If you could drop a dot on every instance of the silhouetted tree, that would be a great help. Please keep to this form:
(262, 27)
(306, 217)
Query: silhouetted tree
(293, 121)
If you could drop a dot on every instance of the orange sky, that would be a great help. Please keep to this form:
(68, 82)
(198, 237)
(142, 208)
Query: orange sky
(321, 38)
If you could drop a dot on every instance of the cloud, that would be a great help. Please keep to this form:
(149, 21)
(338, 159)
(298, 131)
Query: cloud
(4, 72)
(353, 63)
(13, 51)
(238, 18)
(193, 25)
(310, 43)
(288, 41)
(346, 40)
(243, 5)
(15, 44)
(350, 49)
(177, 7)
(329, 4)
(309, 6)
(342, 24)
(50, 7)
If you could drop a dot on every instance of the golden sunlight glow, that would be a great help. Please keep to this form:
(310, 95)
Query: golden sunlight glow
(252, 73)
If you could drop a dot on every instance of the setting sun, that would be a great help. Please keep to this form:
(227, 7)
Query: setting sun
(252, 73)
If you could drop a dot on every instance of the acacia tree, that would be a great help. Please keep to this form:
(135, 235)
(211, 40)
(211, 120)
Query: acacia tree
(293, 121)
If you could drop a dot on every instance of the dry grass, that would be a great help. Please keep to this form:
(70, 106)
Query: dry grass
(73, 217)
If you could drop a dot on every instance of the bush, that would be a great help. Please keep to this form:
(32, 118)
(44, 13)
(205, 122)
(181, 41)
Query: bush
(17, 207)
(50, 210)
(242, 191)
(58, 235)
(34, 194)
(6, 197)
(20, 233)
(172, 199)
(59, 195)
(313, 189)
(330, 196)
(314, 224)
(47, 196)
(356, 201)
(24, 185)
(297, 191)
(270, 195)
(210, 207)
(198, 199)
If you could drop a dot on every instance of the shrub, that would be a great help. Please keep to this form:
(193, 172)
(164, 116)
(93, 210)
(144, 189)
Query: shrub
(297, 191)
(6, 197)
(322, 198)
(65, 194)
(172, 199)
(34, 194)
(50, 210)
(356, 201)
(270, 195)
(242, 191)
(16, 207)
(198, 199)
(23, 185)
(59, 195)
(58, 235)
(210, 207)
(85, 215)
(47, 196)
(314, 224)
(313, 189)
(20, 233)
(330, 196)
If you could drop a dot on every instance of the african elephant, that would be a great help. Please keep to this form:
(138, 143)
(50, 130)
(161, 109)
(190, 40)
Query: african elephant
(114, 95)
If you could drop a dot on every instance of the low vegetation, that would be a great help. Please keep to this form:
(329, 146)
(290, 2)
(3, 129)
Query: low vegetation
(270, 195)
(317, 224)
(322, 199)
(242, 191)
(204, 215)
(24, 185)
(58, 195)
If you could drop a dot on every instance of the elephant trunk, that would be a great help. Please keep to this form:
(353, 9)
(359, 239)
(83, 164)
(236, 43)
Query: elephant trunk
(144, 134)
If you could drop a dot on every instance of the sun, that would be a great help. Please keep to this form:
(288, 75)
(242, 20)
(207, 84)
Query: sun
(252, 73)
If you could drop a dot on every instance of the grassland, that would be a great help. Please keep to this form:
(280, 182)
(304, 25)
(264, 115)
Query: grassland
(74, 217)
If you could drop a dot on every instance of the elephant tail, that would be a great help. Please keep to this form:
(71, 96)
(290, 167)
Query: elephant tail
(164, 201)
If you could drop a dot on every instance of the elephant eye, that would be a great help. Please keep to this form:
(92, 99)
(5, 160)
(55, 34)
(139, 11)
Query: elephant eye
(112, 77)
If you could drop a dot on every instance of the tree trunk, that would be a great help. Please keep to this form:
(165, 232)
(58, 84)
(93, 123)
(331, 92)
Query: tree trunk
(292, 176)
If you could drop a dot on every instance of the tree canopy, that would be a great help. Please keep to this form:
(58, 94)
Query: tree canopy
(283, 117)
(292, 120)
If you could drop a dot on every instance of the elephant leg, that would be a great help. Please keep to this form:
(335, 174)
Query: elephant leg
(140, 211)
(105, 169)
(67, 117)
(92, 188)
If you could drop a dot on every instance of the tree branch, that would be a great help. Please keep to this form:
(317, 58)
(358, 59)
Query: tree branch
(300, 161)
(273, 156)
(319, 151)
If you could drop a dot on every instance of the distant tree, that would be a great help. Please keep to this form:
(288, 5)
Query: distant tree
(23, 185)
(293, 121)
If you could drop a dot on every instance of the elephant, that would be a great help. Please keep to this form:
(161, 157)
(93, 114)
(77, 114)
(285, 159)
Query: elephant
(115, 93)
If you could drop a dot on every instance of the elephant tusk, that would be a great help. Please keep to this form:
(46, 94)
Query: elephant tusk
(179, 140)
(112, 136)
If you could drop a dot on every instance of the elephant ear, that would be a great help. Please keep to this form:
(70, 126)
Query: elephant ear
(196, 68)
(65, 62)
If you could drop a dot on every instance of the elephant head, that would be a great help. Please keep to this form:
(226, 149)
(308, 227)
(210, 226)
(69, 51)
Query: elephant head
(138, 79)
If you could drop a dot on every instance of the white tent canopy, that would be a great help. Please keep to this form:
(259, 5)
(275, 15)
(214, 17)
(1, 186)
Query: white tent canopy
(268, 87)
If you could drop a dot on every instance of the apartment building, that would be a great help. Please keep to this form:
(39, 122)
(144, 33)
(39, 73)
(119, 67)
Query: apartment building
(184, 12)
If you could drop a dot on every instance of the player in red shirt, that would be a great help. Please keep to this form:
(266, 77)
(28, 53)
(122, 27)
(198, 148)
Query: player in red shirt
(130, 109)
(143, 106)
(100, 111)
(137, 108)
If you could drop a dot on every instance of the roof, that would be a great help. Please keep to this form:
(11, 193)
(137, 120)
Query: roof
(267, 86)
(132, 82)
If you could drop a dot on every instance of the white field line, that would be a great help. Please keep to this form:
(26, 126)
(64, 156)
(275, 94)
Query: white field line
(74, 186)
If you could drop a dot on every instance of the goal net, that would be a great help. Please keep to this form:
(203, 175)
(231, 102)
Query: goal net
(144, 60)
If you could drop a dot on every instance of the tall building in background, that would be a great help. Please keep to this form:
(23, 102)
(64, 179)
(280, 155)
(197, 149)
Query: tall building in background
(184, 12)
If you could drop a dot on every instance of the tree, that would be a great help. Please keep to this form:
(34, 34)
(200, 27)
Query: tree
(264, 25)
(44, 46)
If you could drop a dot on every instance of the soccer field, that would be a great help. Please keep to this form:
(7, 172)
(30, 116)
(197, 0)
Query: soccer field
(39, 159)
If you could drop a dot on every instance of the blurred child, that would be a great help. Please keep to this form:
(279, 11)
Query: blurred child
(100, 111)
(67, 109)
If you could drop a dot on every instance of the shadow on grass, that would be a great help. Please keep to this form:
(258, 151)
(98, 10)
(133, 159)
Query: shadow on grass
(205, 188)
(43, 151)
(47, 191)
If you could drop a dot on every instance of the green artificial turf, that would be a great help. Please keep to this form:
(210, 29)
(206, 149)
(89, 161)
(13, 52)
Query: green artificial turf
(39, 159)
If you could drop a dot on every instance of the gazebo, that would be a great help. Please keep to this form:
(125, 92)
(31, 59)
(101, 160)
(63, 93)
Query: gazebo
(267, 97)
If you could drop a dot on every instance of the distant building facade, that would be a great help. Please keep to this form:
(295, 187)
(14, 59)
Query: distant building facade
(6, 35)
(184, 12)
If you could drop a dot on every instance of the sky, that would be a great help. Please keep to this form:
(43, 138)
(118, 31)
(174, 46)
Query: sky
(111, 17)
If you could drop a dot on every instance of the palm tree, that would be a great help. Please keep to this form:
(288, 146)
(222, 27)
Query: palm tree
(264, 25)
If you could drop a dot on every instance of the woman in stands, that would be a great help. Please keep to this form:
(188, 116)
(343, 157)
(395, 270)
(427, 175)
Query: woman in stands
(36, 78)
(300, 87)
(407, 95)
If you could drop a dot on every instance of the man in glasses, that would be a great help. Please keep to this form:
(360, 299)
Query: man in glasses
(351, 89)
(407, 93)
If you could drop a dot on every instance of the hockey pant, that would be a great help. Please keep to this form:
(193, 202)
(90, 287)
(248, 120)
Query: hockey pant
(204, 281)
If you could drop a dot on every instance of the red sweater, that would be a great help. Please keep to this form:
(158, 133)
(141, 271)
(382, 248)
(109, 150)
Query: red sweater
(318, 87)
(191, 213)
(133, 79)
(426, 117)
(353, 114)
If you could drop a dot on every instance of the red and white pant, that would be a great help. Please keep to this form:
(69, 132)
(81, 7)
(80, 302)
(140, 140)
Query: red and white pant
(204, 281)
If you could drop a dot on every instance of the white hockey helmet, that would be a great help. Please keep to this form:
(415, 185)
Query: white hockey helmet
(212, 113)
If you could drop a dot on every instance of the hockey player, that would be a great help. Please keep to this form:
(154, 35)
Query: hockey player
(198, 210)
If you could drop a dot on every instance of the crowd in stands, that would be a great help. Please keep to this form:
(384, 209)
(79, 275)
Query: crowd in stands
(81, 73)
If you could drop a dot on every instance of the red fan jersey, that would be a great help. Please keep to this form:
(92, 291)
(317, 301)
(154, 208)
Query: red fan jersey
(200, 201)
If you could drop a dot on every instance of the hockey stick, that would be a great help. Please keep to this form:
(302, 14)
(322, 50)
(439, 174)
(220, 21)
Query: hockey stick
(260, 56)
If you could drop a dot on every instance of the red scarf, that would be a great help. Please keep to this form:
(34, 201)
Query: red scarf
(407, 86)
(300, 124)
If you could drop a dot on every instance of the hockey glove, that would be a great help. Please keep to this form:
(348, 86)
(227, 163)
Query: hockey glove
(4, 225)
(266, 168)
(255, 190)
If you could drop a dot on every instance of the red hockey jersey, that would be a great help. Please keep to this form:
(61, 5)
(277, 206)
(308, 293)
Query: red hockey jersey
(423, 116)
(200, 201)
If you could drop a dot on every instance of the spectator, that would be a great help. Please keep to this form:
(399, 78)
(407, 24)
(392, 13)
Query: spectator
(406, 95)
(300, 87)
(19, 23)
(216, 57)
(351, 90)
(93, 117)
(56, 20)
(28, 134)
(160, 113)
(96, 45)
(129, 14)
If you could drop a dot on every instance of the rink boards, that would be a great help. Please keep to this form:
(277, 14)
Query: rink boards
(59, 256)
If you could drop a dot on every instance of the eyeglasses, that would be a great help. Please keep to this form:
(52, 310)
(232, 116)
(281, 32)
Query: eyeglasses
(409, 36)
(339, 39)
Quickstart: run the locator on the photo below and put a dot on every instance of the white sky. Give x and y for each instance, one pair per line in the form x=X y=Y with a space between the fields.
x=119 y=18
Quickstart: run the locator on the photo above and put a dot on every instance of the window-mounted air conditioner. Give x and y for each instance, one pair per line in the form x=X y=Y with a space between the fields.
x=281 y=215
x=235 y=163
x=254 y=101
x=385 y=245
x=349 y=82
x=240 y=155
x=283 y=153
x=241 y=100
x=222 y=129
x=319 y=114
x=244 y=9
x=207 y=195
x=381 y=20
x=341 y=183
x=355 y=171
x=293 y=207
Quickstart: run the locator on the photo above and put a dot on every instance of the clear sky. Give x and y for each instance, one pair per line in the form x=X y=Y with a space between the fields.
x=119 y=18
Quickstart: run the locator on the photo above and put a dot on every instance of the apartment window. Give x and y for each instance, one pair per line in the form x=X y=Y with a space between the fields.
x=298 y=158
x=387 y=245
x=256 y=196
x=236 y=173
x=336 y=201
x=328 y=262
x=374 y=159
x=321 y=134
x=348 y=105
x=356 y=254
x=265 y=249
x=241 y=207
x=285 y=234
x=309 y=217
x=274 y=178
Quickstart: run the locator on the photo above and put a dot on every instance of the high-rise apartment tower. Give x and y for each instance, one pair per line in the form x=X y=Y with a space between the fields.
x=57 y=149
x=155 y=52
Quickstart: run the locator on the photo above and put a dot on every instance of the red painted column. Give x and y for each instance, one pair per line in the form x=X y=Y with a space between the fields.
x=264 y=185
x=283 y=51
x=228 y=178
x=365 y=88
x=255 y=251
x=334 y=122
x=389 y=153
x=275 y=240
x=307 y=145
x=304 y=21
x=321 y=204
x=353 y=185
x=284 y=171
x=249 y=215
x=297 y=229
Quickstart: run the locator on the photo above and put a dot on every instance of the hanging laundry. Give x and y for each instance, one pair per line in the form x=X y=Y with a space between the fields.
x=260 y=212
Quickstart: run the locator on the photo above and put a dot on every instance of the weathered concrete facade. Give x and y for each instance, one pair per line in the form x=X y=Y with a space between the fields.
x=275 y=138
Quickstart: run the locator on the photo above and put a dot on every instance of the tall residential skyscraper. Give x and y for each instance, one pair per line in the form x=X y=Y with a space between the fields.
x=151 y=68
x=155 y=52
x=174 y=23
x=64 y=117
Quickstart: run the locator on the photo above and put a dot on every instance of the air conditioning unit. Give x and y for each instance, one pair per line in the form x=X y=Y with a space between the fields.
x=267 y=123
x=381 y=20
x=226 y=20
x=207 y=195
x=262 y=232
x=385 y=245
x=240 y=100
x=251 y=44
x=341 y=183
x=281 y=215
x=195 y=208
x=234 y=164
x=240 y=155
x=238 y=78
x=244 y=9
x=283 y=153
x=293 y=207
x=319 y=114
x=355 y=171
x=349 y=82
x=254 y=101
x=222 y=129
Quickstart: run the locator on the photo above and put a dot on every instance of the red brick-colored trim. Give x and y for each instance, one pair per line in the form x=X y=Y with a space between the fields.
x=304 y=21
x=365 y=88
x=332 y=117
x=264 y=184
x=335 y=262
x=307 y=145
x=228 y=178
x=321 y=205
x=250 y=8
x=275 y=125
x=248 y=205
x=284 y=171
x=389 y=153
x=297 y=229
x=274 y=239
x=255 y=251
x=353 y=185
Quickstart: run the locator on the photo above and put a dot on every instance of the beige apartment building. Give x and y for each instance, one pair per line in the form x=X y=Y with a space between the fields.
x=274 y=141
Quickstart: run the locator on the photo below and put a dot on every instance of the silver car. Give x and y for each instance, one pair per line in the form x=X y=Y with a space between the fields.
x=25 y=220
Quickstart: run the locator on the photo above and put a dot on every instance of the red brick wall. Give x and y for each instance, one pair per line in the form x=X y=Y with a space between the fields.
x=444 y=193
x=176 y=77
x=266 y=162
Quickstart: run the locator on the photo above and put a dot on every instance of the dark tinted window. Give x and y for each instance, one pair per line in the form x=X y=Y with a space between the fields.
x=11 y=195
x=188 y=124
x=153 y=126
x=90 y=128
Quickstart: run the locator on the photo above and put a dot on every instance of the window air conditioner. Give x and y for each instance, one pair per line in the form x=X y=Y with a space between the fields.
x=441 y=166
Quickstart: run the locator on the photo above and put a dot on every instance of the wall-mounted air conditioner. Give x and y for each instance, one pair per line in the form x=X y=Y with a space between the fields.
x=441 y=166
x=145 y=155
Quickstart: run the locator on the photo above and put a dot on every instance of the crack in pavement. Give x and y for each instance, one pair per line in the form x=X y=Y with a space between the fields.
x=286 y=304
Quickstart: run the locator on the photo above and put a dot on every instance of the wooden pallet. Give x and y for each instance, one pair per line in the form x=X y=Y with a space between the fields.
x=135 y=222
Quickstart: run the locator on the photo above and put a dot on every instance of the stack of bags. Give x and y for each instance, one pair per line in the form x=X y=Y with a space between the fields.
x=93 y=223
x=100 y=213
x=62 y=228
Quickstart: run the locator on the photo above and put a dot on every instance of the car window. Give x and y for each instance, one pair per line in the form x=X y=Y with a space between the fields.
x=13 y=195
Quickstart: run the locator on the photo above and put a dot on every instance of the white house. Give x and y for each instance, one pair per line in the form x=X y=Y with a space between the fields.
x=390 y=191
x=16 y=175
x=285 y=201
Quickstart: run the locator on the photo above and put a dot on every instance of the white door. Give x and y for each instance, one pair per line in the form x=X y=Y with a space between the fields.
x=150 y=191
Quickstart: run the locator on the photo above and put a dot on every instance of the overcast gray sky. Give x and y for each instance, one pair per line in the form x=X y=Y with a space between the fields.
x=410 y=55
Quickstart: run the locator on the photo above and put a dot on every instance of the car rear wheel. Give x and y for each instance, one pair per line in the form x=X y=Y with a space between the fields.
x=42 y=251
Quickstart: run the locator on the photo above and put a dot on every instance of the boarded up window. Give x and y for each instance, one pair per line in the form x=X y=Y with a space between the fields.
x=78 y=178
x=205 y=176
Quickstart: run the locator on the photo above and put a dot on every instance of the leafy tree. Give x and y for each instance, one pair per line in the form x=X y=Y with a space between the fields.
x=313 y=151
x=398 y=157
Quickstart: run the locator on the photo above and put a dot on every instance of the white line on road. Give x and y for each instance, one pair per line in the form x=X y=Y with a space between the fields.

————

• _TASK OBJECTIVE_: Copy exactly, and only, the lines from the one containing "of the overcast" through the last line of the listing.

• _RESULT BELOW_:
Quickstart: run the locator on the photo above and put a dot on every instance of the overcast gray sky. Give x and y for each instance, one pair per line in the form x=X y=Y with a space between the fields.
x=410 y=55
Quickstart: run the locator on the photo above and put a dot on every instance of the car rear wheel. Give x and y for each instance, one pair per line in the form x=X y=Y with a space between the fields.
x=42 y=251
Quickstart: run the locator on the photo above and put a dot on every instance of the boarded up window. Give x and y for each instance, one pair per line in the form x=X y=Y with a space between the fields.
x=78 y=178
x=205 y=176
Quickstart: run the locator on the photo above and put a dot on every instance of the leafy tree. Give x and y for each instance, one pair per line in the form x=X y=Y with a space between the fields.
x=313 y=151
x=398 y=157
Quickstart: run the locator on the photo above and put a dot on every instance of the white line on road. Give x and y for each instance, one pair per line in the form x=X y=Y with a space between the fields.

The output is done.